■ **GOAL OF THE EXERCISE**
Exactly as written, reproduce the lines from the beginning of the data through the line containing "Detect hair bun."; the pictures are not reproduced.

(Items listed in a dataset)
____
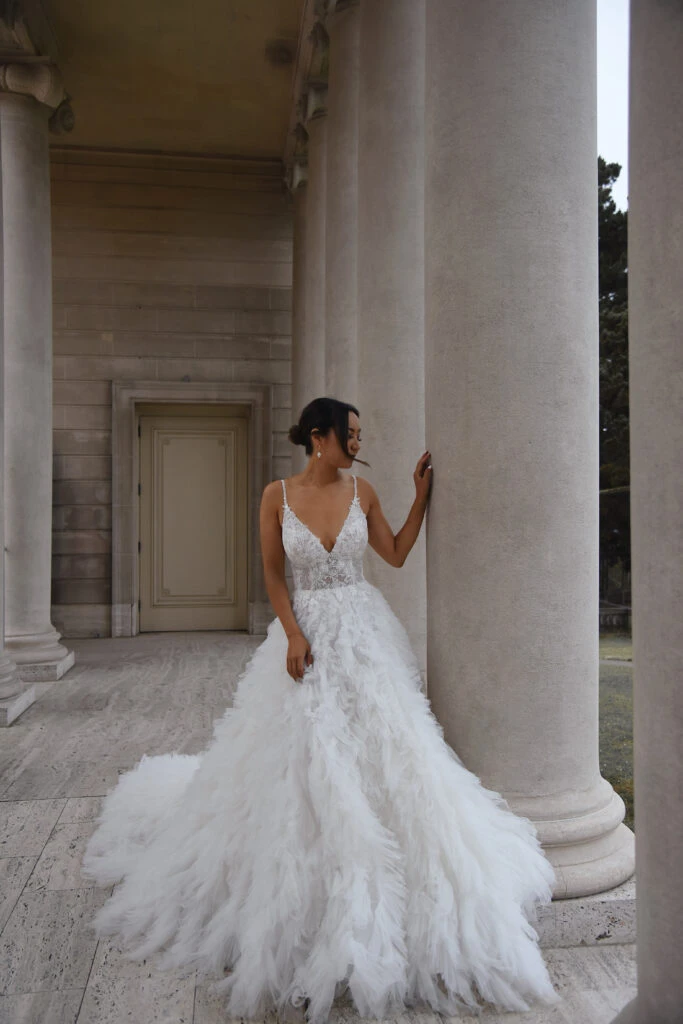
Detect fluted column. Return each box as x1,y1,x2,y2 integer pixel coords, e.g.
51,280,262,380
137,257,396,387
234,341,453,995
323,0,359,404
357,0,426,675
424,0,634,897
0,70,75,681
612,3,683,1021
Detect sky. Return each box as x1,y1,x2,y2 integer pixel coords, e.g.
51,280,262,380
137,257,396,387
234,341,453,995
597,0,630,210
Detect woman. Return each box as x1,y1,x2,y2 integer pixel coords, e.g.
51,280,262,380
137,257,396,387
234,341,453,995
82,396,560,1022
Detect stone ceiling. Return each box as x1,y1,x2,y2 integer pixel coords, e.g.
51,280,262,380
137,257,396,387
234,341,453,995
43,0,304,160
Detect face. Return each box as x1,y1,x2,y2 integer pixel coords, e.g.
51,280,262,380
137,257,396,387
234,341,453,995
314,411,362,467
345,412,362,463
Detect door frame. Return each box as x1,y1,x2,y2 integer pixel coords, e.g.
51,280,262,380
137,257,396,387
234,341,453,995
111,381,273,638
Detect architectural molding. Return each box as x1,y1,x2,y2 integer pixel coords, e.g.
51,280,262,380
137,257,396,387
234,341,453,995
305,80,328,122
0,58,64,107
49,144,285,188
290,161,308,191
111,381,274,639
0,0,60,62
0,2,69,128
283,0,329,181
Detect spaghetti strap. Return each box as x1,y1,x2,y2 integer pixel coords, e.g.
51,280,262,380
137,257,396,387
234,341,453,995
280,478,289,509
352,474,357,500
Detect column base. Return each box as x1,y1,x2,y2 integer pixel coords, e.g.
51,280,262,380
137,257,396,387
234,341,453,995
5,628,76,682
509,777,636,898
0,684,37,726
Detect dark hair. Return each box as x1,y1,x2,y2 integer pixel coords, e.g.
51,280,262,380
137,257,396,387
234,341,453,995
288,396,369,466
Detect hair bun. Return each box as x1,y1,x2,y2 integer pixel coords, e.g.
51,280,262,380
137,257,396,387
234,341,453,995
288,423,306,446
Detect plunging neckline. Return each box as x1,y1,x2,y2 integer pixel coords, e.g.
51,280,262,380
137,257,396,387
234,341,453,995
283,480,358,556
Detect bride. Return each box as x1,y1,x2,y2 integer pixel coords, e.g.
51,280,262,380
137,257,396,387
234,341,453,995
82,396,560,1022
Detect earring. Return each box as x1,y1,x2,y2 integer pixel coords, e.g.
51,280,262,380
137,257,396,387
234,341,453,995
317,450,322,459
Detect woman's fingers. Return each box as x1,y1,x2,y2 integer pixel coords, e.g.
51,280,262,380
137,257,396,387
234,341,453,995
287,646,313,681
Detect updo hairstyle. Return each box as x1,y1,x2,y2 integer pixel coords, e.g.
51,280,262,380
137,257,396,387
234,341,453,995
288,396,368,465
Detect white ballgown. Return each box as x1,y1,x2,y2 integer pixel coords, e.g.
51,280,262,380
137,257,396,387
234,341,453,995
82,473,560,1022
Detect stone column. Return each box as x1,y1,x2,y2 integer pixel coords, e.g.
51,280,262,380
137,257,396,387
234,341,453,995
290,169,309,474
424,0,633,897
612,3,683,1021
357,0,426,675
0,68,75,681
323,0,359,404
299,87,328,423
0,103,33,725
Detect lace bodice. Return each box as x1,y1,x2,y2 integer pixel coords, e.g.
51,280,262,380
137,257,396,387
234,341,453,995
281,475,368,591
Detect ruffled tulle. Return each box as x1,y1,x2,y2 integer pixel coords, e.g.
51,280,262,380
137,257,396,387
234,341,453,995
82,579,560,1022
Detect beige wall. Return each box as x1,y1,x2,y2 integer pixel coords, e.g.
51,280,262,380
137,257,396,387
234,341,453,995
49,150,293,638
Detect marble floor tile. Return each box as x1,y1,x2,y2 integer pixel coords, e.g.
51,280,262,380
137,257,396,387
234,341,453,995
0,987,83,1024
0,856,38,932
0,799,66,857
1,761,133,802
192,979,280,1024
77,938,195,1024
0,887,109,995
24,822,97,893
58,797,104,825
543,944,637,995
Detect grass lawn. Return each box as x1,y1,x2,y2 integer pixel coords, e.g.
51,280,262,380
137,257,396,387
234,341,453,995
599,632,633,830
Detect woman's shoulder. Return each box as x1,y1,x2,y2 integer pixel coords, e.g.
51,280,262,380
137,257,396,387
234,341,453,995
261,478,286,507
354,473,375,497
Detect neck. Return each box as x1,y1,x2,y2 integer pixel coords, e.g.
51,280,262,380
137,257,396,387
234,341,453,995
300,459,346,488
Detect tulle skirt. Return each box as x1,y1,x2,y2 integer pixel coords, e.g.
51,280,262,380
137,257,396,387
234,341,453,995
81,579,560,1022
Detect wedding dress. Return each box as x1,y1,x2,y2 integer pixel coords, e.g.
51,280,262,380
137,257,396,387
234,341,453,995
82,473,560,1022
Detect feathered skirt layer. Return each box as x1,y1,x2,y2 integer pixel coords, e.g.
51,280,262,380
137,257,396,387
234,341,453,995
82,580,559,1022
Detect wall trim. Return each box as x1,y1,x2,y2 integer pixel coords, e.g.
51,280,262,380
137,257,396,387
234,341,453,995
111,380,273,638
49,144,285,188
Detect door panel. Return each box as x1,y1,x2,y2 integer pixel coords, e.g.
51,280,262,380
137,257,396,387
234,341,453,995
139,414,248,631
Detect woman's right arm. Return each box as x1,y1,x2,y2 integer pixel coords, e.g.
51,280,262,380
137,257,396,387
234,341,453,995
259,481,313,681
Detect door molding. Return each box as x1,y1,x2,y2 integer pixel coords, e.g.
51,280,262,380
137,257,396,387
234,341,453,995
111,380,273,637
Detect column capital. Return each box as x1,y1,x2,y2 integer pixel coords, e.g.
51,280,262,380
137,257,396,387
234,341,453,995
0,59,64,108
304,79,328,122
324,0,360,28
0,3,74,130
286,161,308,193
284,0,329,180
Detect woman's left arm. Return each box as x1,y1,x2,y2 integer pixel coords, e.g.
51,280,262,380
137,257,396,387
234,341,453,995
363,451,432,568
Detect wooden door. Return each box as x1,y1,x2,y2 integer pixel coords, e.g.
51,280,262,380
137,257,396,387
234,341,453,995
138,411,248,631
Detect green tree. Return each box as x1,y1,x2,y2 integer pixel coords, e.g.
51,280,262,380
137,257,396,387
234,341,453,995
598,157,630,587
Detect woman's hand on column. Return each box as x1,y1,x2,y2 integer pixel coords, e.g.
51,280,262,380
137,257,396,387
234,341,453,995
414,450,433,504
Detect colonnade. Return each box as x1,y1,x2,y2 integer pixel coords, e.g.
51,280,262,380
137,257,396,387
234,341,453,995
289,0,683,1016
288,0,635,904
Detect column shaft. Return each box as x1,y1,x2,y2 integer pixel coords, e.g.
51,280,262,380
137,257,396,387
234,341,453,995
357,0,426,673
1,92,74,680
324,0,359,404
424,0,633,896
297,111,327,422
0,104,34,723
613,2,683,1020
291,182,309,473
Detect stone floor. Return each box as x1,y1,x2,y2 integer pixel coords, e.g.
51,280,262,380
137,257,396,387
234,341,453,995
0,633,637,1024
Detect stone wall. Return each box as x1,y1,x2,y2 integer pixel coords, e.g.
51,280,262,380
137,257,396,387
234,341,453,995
____
■ **ANSWER BELOW**
Detect fluted column. Return each box as x1,y1,x2,y2 integer pixel coords, e.g.
51,280,262,380
137,257,396,387
234,341,453,995
323,0,359,404
357,0,426,675
424,0,634,897
0,70,75,681
612,3,683,1021
Detect sky. Return each box as x1,y1,x2,y2 integer pixel coords, e.g.
51,280,262,380
137,257,396,387
234,341,453,995
597,0,630,210
Detect woman. Return each box as x1,y1,x2,y2 integer pixel coords, e.g.
51,280,262,380
137,257,396,387
234,341,453,995
82,396,560,1022
Detect stone ceiling. Return each box as x1,y1,x2,y2 integer pixel coords, e.g.
51,280,262,380
137,257,396,387
234,341,453,995
43,0,304,160
Detect face. Return each box as x1,y1,x2,y2 integer pixel coords, e.g.
51,280,262,380
137,257,396,387
234,341,453,995
314,411,362,467
345,412,362,463
Detect door frame. Return each box as x1,y1,x2,y2 integer pixel coords, e.g.
51,280,262,380
137,257,396,387
234,341,453,995
111,381,273,638
Detect architectural molding. Return each box as x1,y1,x2,y2 integer pixel coords, e.g.
51,280,262,380
137,257,396,387
234,341,453,995
305,80,328,122
0,58,64,107
49,144,285,188
290,161,308,191
111,381,274,639
0,0,60,62
0,2,69,128
283,0,329,181
Detect spaghetti strap. Return each box as x1,y1,x2,y2 integer pixel coords, e.g.
51,280,262,380
137,257,396,387
234,341,453,995
280,478,289,509
352,474,357,500
Detect column base. Return each box as x1,y1,x2,y2 integer pixel coords, e.g.
51,280,262,380
137,257,396,387
234,341,453,995
5,628,76,682
509,777,636,898
0,684,37,726
Detect dark hair. Return each box as x1,y1,x2,y2 integer pixel coords, e.g.
51,280,262,380
137,257,396,387
234,341,453,995
288,396,369,466
Detect hair bun. Return each box as x1,y1,x2,y2 integer pixel coords, e.g.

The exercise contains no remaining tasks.